**What is expected:**
Please give back every entry below word for word, leaving out the pictures.

[Object detection data]
○ ○ ○ ○
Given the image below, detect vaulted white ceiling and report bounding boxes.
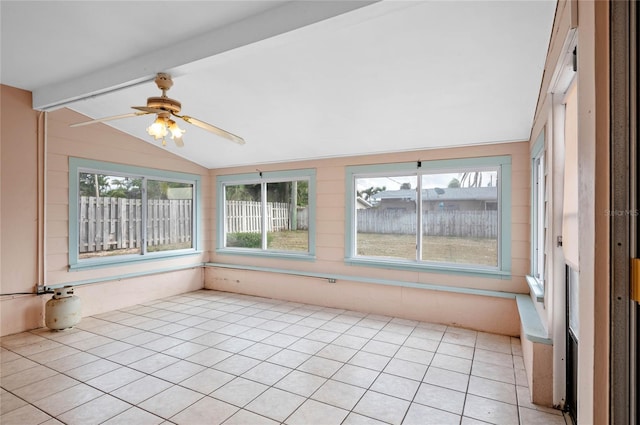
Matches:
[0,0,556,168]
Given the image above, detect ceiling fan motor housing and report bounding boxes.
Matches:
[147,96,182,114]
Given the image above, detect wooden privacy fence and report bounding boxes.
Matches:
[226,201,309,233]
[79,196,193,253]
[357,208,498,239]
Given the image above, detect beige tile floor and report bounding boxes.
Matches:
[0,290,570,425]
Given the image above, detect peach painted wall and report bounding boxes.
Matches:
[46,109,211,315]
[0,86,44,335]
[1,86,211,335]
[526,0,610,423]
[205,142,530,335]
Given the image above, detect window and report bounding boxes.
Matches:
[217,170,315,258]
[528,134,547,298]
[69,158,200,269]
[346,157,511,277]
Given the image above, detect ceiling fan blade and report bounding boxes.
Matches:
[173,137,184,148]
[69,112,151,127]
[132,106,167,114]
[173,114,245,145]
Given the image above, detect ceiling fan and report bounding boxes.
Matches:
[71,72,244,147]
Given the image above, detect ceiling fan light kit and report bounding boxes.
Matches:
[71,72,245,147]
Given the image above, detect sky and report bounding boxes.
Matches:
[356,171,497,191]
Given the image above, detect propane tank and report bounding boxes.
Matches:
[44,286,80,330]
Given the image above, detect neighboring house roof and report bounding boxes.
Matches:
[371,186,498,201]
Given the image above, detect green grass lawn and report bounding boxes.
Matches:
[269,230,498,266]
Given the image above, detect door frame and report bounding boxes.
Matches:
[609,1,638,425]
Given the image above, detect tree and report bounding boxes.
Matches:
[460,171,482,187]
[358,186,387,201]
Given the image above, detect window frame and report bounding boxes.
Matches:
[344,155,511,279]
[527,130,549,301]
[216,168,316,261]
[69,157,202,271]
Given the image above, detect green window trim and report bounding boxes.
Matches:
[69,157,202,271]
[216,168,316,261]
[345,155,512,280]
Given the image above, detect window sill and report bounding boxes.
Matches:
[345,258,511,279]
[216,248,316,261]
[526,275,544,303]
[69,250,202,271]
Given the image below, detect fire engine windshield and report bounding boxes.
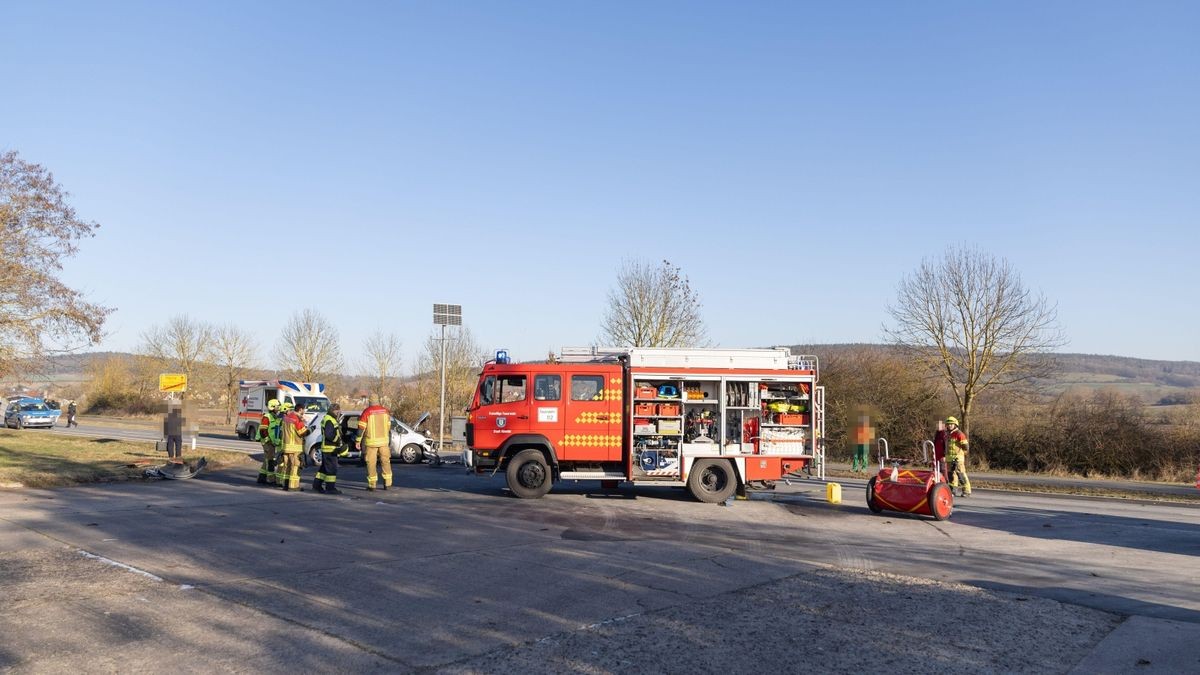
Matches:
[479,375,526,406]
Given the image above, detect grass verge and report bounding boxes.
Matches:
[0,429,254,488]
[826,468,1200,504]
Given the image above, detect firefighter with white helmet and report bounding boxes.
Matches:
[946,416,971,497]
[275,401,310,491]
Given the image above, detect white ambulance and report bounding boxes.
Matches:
○ ○ ○ ○
**Finished exercise:**
Given the image below, detect vaulted white ceiling and report bounding boxes.
Matches:
[0,0,556,168]
Given the image above, detect ceiling fan motor housing and report bounding boxes.
Matches:
[147,96,182,114]
Given the image above, detect wooden privacy fence and report bounding boxes.
Matches:
[226,201,309,233]
[79,196,193,253]
[357,208,498,239]
Given the image above, detect beige tile floor and report bounding boxes.
Matches:
[0,290,570,425]
Given the image above, detect peach painted wall and report bounding boxes.
Matches:
[46,109,211,315]
[0,86,44,335]
[1,86,211,335]
[526,0,610,423]
[205,142,530,335]
Given the image above, detect window and report bounding boxes.
Matches:
[217,170,315,258]
[528,134,547,298]
[69,158,200,269]
[346,157,511,277]
Given the image above, detect ceiling fan blade and report bounding boxes.
Matches:
[173,137,184,148]
[69,112,151,127]
[132,106,167,114]
[173,114,245,145]
Given the image above, detect ceiling fan and report bounding boxes.
Matches:
[71,72,244,147]
Given the image above, detect ceiling fan light kit and report bounding boxes.
Matches:
[71,72,245,147]
Given the image above, detect sky and report bounding boxes.
Matches:
[356,171,497,191]
Given the image above, detect propane tank and report bounding boxes.
Matches:
[44,286,80,330]
Given the image above, detect neighboring house roof and report bounding boxes.
Matches:
[371,186,498,201]
Given the image above, detect green grass lawn and report bounding boxes.
Matches:
[269,230,498,266]
Given the image above, detect door frame and report bounding boxes.
Matches:
[609,1,638,425]
Given the image above, detect tree and report bounding boxes.
Matches:
[460,171,482,187]
[358,186,387,201]
Given the image above, detect window frame and report bounding boxes.
Matches:
[344,155,511,279]
[527,130,549,301]
[216,168,316,261]
[69,157,202,271]
Given the image above, detect green window trim and report bounding boxes.
Matches:
[69,157,202,271]
[216,168,316,261]
[345,155,512,280]
Given the image above, detect window sill and report bounding boxes.
Matches:
[345,258,511,279]
[216,248,316,261]
[526,275,544,303]
[69,250,202,271]
Given the image below, detect fire engine windshield and report bounding boxes.
Matches:
[479,375,526,406]
Given the image above, detect grass verge and report bounding boxes.
Matches:
[0,429,254,488]
[826,468,1200,504]
Given the image above, detect firefighter with white helmet and report bounding boxes.
Matches:
[946,416,971,497]
[275,401,310,491]
Given the image above, detect white ambulance and report bounding boxes.
Matches:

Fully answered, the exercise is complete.